Restate the entries below word for word, leaving nothing out.

▼

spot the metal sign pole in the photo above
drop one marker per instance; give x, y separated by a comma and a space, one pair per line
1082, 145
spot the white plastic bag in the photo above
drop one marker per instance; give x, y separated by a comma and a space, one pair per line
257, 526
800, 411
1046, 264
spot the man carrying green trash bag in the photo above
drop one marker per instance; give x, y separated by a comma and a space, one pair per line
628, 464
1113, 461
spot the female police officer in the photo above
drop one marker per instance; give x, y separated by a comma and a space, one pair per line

▲

### Written reply
spot the metal sign pole in the photo above
drop one marker per instance; give x, y separated by a comma and a space, one pair per line
1082, 145
spot the white plastic bag in the photo above
drop one marker per instance; give x, y separated by a comma and a space, one pair per line
257, 526
800, 411
1046, 264
spot the man carrying green trash bag in the photo above
drop one marker per instance; give x, y separated by a comma and a space, one pair per line
628, 464
1113, 461
spot the female police officer in the photo above
drop one marker per instance; give x, y separated by a comma and a space, one pair per line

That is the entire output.